**GIVEN REQUEST**.
Transcribe the records below exactly as they appear.

**STORED ROWS**.

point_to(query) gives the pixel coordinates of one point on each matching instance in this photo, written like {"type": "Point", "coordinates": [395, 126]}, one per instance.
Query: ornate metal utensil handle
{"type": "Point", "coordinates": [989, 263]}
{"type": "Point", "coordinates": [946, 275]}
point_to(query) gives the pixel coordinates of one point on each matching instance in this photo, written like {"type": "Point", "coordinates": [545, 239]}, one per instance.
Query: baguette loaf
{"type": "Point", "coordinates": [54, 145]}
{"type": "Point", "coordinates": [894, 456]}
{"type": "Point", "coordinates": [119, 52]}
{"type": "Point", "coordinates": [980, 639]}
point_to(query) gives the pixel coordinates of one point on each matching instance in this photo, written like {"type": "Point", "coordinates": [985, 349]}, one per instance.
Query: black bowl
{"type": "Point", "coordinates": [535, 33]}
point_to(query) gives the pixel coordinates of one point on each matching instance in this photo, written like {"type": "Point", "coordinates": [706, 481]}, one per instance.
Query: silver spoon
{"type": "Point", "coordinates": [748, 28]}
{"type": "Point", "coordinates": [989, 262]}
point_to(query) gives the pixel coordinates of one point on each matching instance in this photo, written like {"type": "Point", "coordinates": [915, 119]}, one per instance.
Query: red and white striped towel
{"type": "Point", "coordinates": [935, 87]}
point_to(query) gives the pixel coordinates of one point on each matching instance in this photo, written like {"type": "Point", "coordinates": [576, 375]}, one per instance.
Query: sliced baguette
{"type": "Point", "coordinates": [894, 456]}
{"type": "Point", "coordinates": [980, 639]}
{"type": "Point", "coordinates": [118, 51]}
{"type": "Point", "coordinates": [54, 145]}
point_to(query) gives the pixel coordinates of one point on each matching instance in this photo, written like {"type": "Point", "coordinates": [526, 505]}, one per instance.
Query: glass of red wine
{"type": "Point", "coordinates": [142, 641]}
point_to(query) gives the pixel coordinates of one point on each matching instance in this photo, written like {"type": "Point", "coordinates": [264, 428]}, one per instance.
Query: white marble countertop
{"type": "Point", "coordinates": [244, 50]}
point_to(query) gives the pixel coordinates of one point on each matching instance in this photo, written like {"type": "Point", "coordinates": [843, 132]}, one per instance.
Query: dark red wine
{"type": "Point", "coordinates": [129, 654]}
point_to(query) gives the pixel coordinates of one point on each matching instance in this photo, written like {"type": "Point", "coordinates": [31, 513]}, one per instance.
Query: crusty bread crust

**OUTPUT OF THE EXERCISE**.
point_to(query) gives the pixel coordinates of one point on each matching instance in this photo, written like {"type": "Point", "coordinates": [395, 126]}, one per instance.
Query: ornate metal utensil handle
{"type": "Point", "coordinates": [989, 263]}
{"type": "Point", "coordinates": [946, 275]}
point_to(query) gives the pixel coordinates of one point on each matching instance in this photo, written like {"type": "Point", "coordinates": [545, 239]}, one per instance.
Query: baguette loaf
{"type": "Point", "coordinates": [54, 145]}
{"type": "Point", "coordinates": [894, 456]}
{"type": "Point", "coordinates": [119, 52]}
{"type": "Point", "coordinates": [980, 639]}
point_to(query) gives the pixel coordinates of one point on each matching instance in this photo, written like {"type": "Point", "coordinates": [985, 349]}, one per instance.
Query: black bowl
{"type": "Point", "coordinates": [535, 33]}
point_to(query) gives the pixel coordinates of one point on each matching instance in this photo, written like {"type": "Point", "coordinates": [706, 481]}, one per instance.
Query: silver spoon
{"type": "Point", "coordinates": [748, 28]}
{"type": "Point", "coordinates": [989, 262]}
point_to(query) gives the pixel coordinates of one point on each matching instance in this photo, written like {"type": "Point", "coordinates": [915, 119]}, one per instance.
Query: red and white striped towel
{"type": "Point", "coordinates": [935, 87]}
point_to(query) gives the pixel coordinates of one point on each matching instance in this photo, written like {"type": "Point", "coordinates": [576, 375]}, one per instance.
Query: sliced baguette
{"type": "Point", "coordinates": [894, 456]}
{"type": "Point", "coordinates": [980, 639]}
{"type": "Point", "coordinates": [118, 51]}
{"type": "Point", "coordinates": [54, 145]}
point_to(query) gives the pixel coordinates of one point on each matching instance in this photo, written like {"type": "Point", "coordinates": [526, 505]}, one per instance.
Query: glass of red wine
{"type": "Point", "coordinates": [142, 641]}
point_to(query) gives the pixel coordinates of one point on each matching instance in this photo, written like {"type": "Point", "coordinates": [264, 428]}, one per instance.
Query: white marble countertop
{"type": "Point", "coordinates": [244, 50]}
point_to(query) gives the pixel coordinates of one point on each matching instance in this photo, written like {"type": "Point", "coordinates": [843, 132]}, one per instance.
Query: dark red wine
{"type": "Point", "coordinates": [129, 654]}
point_to(query) gives the pixel coordinates of one point on each matching instance in this photo, written like {"type": "Point", "coordinates": [31, 513]}, one per instance.
Query: crusty bread crust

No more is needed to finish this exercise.